▶ **Reading text**:
There’s a challenge here to rethink what labor is in the twenty-first century. “The raw materials of today’s production process are excitation, erection, ejaculation, and pleasure and feelings of self-satisfaction, omnipotent control, and total destruction.” The production of sex-affect is now the model for all other kinds of production. “Sex is the corollary of capitalism and war, the mirror of production.”
But rather than labor power or the general intellect, Préciadio identifies that which is both producer and produced, the agency of the system, as potentia gaudendi, or orgasmic force, a capacity for being excited, exciting and being-excited-with. Capital is about “the transformation of our sexual resources into work.” Capital tries to privatize potentia guadendi but it exists really as an event, a practice, or perhaps an evolutionary process.
I’ll come back to this potentia gaudendi later. For now, its crucial to grasp that for Préciado, it does not exist outside of techno-science. It isn’t a natural core. In this regard its different to the sexpol of Willem Reich and all that descends from it. The market isn’t an outside power repressing or even making work some natural given sexuality. Nor is the body even a coherent unit within this economy. “The sexual body is the product of a sexual division of flesh according to which each organ is defined by its function.” Here he sounds like Friedrich Kittler’s media archaeology, but of all of the sex-organs rather than just the sense-organs.
Others have written about how the internet changes certain things about the commodity form, including me. Préciado connects it to two other regimes: pharmacology and pornography. The pharma part includes the production of the Pill, Prozac, Viagra, while the porno part is a corresponding shot list of blow jobs, penetrations, spit-roastings and so forth. What the internet plus pharma and porno produce is an distinctive kind of control of women’s bodies, while being attentive to the ejaculatory function of bodies coded as male.
To the extent that pharma-porno capitalism produces objects, they are just props for producing subjects. Those subjects are less coherent than they appear. Its more a system of plugging pills or dicks into mouths, dildos in vaginas, inserting silicone into breasts or transferring skin and fat from arms to make penises, spritzing images at eyeballs – and introducing hormones to bodies of all kinds.

▶ **Supplied data**:
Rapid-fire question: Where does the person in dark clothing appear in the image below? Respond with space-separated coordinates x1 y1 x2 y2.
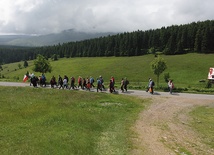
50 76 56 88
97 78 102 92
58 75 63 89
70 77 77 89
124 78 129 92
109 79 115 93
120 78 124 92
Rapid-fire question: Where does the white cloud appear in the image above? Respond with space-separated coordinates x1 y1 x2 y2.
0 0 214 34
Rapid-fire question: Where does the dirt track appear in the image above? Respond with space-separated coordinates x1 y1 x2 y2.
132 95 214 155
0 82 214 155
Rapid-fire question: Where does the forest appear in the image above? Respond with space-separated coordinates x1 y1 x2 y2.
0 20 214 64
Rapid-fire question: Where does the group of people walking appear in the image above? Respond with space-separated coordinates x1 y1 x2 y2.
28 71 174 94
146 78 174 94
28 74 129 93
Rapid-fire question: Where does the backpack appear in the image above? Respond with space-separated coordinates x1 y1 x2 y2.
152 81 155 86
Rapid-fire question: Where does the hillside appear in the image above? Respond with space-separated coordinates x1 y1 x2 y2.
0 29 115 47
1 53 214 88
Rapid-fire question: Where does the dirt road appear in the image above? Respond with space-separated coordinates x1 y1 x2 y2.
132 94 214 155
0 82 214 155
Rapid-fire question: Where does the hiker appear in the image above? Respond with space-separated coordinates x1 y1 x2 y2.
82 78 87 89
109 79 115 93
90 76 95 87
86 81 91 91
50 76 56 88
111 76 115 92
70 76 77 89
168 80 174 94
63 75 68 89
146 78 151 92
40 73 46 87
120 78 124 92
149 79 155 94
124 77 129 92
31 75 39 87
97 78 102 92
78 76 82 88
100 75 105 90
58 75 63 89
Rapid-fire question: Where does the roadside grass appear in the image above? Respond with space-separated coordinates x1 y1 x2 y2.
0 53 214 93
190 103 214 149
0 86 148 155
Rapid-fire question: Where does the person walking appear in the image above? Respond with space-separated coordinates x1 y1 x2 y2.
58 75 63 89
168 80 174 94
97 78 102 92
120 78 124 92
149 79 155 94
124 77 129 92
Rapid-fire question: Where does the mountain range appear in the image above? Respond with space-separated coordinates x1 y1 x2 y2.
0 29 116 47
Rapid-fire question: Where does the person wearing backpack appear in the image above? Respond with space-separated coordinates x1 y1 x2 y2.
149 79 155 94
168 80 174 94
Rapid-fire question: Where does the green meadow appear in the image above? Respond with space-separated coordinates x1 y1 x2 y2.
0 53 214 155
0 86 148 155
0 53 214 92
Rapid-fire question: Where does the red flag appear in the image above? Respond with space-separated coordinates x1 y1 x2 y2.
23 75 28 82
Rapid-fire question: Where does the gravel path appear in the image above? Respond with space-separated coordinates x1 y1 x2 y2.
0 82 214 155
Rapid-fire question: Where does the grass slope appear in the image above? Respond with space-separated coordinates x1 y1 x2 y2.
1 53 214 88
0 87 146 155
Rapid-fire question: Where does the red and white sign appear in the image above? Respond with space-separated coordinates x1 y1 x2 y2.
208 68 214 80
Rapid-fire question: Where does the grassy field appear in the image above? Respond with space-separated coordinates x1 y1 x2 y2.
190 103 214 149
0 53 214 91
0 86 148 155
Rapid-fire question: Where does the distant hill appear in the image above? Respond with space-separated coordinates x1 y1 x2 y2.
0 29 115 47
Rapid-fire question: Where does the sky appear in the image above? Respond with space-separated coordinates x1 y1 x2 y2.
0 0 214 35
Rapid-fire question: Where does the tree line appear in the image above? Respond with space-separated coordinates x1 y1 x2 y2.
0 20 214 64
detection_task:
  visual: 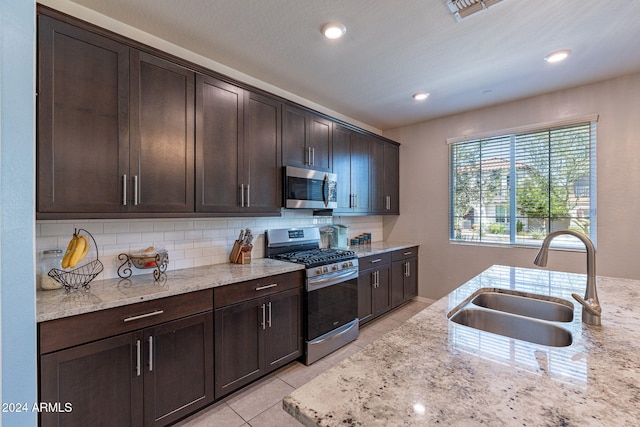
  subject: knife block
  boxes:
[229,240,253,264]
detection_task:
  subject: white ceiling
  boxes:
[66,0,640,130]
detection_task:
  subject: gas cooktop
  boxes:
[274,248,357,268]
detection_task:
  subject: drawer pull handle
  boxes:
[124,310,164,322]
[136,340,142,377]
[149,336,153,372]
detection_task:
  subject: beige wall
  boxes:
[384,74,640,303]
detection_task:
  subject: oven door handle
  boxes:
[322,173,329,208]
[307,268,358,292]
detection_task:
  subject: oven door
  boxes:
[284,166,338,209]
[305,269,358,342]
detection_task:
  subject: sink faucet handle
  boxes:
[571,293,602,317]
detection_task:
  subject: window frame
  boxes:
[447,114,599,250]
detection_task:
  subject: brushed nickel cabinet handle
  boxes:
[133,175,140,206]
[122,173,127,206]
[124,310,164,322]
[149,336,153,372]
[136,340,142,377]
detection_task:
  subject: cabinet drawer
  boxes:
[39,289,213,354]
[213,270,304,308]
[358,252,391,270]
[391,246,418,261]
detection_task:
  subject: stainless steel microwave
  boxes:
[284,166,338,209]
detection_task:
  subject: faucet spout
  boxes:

▶ **Your tasks**:
1/ From the passage on pharma-porno capitalism, list every pharmaceutical product it names as part of the pharma regime.
2/ Proceed with the passage on pharma-porno capitalism, beginning right after its final sentence.

▶ **Responses in order**:
1/ The Pill, Prozac, Viagra

2/
It’s a squishy version of Deleuze’s ‘control society’ thesis: “A politically programmed ejaculation is the currency of this new molecular-informatic control.” This is the age of the soft machine. There’s a new regime of power more sophisticated than what Foucault called the disciplinary. “The body no longer inhabits disciplinary spaces but is inhabited by them.”
There are certain tensions in this system. On the one hand, these are technologies which have the potential to disassemble gender binaries, but on the other, there’s a massive effort to produce and reproduce exactly those binaries. Pharma-porno capitalism fabricates the idea of a naturalism of sex and gender all the better to make tech that approximates that idea. All the better to sell image and chemical props to make bodies appear as if they follow the codes.
The sex-gender distinction, Preciado usefully reminds us, did not originate in feminism or the trans-community, but in the biotech industries. By producing a conceptual distinction between bodily sex and subjective gender, a whole industry could then emerge in which the one could be technically re-aligned with the other. But to be clear, Préciado does not think that the lack of naturalism of the trans-body in any way disqualifies it. All bodies lack this naturalism, and that’s no bad thing. He is not against the techno-body, which may have as yet unexplored affordances. Rather, he is against the commodification and disciplinary control of the techno-body.
The existing sex-gender industrial complex produces and reproduces bodies according to a Platonic ideal of male/female forms. These are produced, varied, but also policed by the production of normative codes of gender aesthetics, of recognition etc, which allow subjects to default towards identities as male or female, hetero or homo, cis or trans. Sex assignment procedure for Préciado are based not just on external morphology but also reproductive capacity and social role –a shifting and unstable terrain anchored by a relentless production of images that reduce the messy nodes of both sex and gender to a binary form.
All kinds of codes are invented and re-invented for every sexualizable zone of the Platonic ideal of the body, but the anus has a problematic status in this schema: “it creates a short circuit in the division of the sexes. As a center of primordial passivity and a perfect locale for the abject, positioned close to waste and shit, it serves as the universal black hole into which rush genders, sexes, identities, and capital.” No wonder ass-fucking is one of the defining genres of internet era porn, the site at one and the same time of all kinds of fantasies of male power and domination and of the ever present possibility of their destabilization.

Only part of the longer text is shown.